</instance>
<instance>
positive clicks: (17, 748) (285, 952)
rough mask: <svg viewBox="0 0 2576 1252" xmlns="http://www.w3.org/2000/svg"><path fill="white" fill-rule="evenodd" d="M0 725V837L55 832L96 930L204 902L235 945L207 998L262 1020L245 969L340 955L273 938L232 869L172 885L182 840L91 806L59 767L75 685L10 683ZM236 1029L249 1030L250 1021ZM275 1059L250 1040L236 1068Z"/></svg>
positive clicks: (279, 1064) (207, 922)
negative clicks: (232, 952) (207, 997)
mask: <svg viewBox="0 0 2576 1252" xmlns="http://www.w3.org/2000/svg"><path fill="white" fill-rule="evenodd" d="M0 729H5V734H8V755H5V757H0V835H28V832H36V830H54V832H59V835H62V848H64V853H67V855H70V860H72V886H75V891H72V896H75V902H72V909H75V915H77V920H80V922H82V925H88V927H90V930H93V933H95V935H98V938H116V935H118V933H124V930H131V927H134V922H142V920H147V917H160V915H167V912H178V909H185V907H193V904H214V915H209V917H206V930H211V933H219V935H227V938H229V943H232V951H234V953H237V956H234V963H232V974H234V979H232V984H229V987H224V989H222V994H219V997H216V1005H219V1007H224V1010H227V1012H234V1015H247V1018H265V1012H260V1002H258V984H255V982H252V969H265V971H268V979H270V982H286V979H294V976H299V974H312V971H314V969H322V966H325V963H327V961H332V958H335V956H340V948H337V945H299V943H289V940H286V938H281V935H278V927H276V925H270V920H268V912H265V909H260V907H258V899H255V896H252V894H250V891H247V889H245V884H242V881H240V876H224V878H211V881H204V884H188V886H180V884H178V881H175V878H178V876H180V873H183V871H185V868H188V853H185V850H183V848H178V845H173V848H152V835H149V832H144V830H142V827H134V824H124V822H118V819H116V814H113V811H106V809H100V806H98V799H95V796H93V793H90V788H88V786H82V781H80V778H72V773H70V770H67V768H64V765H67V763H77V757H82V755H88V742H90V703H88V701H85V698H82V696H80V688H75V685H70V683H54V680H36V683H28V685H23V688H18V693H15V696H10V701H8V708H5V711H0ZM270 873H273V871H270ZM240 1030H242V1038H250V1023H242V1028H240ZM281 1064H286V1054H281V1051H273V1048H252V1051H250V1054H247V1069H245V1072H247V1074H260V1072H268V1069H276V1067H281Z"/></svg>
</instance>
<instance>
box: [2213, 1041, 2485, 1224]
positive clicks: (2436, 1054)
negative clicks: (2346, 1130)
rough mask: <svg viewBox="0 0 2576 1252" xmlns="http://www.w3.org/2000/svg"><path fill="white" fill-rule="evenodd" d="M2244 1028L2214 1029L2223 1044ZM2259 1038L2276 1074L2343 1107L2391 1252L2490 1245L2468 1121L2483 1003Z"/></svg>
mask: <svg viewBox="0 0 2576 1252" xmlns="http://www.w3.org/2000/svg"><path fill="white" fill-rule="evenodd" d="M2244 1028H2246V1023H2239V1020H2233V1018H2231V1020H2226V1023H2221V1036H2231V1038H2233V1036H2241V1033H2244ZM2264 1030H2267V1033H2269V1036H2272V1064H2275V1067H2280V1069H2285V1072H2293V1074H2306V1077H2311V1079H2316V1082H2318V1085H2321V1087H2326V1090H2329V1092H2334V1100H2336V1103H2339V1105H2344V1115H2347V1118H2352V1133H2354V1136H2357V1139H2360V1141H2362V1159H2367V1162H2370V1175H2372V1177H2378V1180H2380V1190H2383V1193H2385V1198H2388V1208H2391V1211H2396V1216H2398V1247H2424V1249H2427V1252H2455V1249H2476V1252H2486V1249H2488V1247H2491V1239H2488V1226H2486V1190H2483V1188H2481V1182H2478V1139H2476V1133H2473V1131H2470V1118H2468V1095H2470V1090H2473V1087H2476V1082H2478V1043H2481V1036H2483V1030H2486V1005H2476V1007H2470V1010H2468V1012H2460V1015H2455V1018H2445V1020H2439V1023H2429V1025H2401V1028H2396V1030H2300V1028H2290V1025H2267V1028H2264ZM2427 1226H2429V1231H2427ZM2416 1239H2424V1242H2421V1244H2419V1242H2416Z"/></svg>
———
▶ [WHAT IS EXPECTED]:
In full and exactly, transcribe the material above.

▶ [ANSWER SPACE]:
</instance>
<instance>
positive clicks: (17, 748) (285, 952)
rough mask: <svg viewBox="0 0 2576 1252" xmlns="http://www.w3.org/2000/svg"><path fill="white" fill-rule="evenodd" d="M0 725V837L55 832L96 930L204 902L235 945L207 998L262 1020L245 969L340 955L273 938L232 869L172 885L182 840L91 806L59 767L75 685L10 683ZM236 1029L249 1030L250 1021ZM275 1059L250 1040L236 1068Z"/></svg>
positive clicks: (279, 1064) (207, 922)
negative clicks: (232, 952) (207, 997)
mask: <svg viewBox="0 0 2576 1252" xmlns="http://www.w3.org/2000/svg"><path fill="white" fill-rule="evenodd" d="M0 729H5V734H8V755H5V757H0V835H28V832H36V830H54V832H59V835H62V848H64V853H67V855H70V860H72V886H75V891H72V896H75V902H72V909H75V915H77V920H80V922H82V925H88V927H90V930H93V933H95V935H98V938H116V935H118V933H124V930H131V927H134V922H142V920H147V917H160V915H167V912H178V909H185V907H193V904H214V915H209V917H206V930H211V933H219V935H227V938H229V943H232V951H234V953H237V956H234V963H232V974H234V979H232V984H229V987H224V989H222V994H219V997H216V1005H219V1007H224V1010H227V1012H234V1015H247V1018H265V1012H260V1002H258V984H255V982H252V969H265V971H268V979H270V982H286V979H294V976H299V974H312V971H314V969H322V966H325V963H327V961H332V958H335V956H340V948H337V945H299V943H289V940H286V938H281V935H278V927H276V925H270V920H268V912H265V909H260V907H258V899H255V896H252V894H250V891H247V889H245V884H242V881H240V876H224V878H211V881H204V884H188V886H180V884H178V881H175V878H178V876H180V873H183V871H185V868H188V853H185V850H183V848H178V845H173V848H152V835H149V832H144V830H142V827H134V824H124V822H118V819H116V814H113V811H106V809H100V806H98V799H95V796H93V793H90V788H88V786H82V781H80V778H72V773H70V770H67V768H64V765H67V763H77V757H82V755H88V742H90V703H88V701H85V698H82V696H80V688H75V685H70V683H54V680H36V683H28V685H23V688H18V693H15V696H10V701H8V708H5V711H0ZM270 873H273V871H270ZM240 1030H242V1038H250V1023H242V1028H240ZM281 1064H286V1054H281V1051H273V1048H252V1051H250V1054H247V1069H245V1072H247V1074H260V1072H268V1069H276V1067H281Z"/></svg>
</instance>
<instance>
box: [2213, 1041, 2485, 1224]
positive clicks: (2436, 1054)
negative clicks: (2346, 1130)
rough mask: <svg viewBox="0 0 2576 1252" xmlns="http://www.w3.org/2000/svg"><path fill="white" fill-rule="evenodd" d="M2244 1028L2214 1029L2223 1044ZM2259 1038L2276 1074L2343 1107L2391 1252L2490 1245L2468 1121L2483 1003Z"/></svg>
mask: <svg viewBox="0 0 2576 1252" xmlns="http://www.w3.org/2000/svg"><path fill="white" fill-rule="evenodd" d="M2244 1028H2246V1023H2239V1020H2233V1018H2231V1020H2226V1023H2221V1036H2231V1038H2233V1036H2241V1033H2244ZM2264 1030H2267V1033H2269V1036H2272V1064H2275V1067H2280V1069H2285V1072H2293V1074H2306V1077H2311V1079H2316V1082H2318V1085H2321V1087H2326V1090H2329V1092H2334V1100H2336V1103H2339V1105H2344V1115H2347V1118H2352V1133H2354V1136H2357V1139H2360V1141H2362V1159H2367V1162H2370V1175H2372V1177H2378V1180H2380V1190H2383V1193H2385V1198H2388V1208H2391V1211H2396V1216H2398V1247H2424V1249H2427V1252H2455V1249H2476V1252H2486V1249H2488V1247H2491V1239H2488V1226H2486V1190H2483V1188H2481V1182H2478V1139H2476V1133H2473V1131H2470V1118H2468V1095H2470V1090H2473V1087H2476V1082H2478V1043H2481V1036H2483V1030H2486V1005H2476V1007H2470V1010H2468V1012H2460V1015H2455V1018H2445V1020H2439V1023H2429V1025H2401V1028H2396V1030H2300V1028H2290V1025H2267V1028H2264ZM2427 1226H2429V1231H2427ZM2416 1239H2424V1242H2421V1244H2419V1242H2416Z"/></svg>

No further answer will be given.